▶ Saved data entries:
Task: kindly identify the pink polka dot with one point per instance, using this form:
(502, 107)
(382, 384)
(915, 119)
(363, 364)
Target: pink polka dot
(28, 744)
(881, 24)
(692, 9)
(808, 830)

▶ WHAT YOU ARE ASKED TO DO: Extract every line of the listing above and reproduce each one verbatim, keeping the original order.

▶ IN RESPONSE:
Task: kindly identify the pink polka dot with one point per instance, using this form:
(502, 107)
(382, 384)
(915, 119)
(363, 364)
Target: pink polka dot
(28, 744)
(881, 24)
(692, 9)
(808, 830)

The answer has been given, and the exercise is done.